##### BRANO #####

Le aziende siciliane, piccole o medio-grandi, che mostravano maggior vitalità e capacità di proporsi con successo tanto nel mercato interno quanto in quelli esteri, appartenevano al comparto agroalimentare e della pesca: le fattorie vinicole del marsala, l’industria molitoria dei cereali, quella delle conserve alimentari, del pesce sott’olio e sotto sale (tonno, sardine, alici) con in testa lo stabilimento Florio di Favignana, dei derivati agrumari in cui eccellevano le aziende della Sicilia orientale, con una delle più importanti famiglie anglo-siciliane di Messina (i Sanderson) [6], nonché dell’industria molitoria dei sommacchi nel palermitano. Si trattava di generi che dipendevano in modo preponderante dalla domanda estera, ma con ricadute economiche differenziate nelle rispettive aree di produzione.

##### DATI FORNITI #####

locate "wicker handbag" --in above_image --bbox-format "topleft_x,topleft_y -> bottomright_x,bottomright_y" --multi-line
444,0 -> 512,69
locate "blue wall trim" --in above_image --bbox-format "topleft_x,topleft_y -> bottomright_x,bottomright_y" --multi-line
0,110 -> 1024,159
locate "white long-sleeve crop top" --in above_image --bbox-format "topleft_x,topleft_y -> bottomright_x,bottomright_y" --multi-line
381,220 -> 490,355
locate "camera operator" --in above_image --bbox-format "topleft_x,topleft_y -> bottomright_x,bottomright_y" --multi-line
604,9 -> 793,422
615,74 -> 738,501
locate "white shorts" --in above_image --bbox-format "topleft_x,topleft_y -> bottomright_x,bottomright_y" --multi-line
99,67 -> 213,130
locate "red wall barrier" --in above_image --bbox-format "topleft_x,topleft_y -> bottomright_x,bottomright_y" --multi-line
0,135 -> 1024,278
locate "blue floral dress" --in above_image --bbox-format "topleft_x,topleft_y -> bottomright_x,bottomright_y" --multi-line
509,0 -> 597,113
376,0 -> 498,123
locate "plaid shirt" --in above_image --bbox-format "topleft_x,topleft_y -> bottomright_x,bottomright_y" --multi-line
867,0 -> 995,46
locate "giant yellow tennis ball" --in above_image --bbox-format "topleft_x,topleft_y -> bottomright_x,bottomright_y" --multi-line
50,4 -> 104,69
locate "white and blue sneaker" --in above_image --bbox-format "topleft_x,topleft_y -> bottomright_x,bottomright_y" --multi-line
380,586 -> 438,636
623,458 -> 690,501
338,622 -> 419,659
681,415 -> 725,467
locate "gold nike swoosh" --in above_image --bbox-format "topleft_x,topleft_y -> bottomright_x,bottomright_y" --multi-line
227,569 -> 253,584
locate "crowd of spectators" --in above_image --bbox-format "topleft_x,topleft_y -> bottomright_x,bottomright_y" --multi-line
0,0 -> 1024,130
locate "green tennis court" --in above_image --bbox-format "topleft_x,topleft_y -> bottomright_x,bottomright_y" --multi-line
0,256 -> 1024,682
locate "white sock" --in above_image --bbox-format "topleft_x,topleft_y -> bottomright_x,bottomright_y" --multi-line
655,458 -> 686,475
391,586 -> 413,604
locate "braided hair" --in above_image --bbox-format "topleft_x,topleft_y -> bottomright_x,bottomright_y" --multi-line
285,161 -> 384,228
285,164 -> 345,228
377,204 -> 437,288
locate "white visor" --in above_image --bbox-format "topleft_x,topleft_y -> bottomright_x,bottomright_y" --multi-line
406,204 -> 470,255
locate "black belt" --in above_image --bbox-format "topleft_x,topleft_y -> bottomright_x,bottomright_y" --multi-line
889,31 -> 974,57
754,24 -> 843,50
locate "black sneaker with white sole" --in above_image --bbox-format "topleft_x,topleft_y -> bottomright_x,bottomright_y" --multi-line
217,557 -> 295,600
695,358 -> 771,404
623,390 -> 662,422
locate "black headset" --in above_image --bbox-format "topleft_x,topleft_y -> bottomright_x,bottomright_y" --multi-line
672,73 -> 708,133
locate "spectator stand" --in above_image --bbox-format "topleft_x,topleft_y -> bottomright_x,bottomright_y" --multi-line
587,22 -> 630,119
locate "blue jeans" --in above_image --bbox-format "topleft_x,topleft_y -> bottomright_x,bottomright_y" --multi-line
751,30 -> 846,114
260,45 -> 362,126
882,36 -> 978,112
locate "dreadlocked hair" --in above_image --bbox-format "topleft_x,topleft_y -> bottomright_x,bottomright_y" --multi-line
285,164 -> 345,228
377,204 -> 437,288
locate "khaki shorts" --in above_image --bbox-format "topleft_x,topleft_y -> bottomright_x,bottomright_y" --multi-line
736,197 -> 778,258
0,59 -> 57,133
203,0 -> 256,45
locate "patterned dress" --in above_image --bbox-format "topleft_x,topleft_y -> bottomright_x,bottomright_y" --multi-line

#####

Stampa senza modifiche il tratto del brano sulle aziende siciliane che va da "Le aziende siciliane, piccole" fino a "aree di produzione.", estremi inclusi. L'elenco proviene da una fonte diversa dal brano.

Le aziende siciliane, piccole o medio-grandi, che mostravano maggior vitalità e capacità di proporsi con successo tanto nel mercato interno quanto in quelli esteri, appartenevano al comparto agroalimentare e della pesca: le fattorie vinicole del marsala, l’industria molitoria dei cereali, quella delle conserve alimentari, del pesce sott’olio e sotto sale (tonno, sardine, alici) con in testa lo stabilimento Florio di Favignana, dei derivati agrumari in cui eccellevano le aziende della Sicilia orientale, con una delle più importanti famiglie anglo-siciliane di Messina (i Sanderson) [6], nonché dell’industria molitoria dei sommacchi nel palermitano. Si trattava di generi che dipendevano in modo preponderante dalla domanda estera, ma con ricadute economiche differenziate nelle rispettive aree di produzione.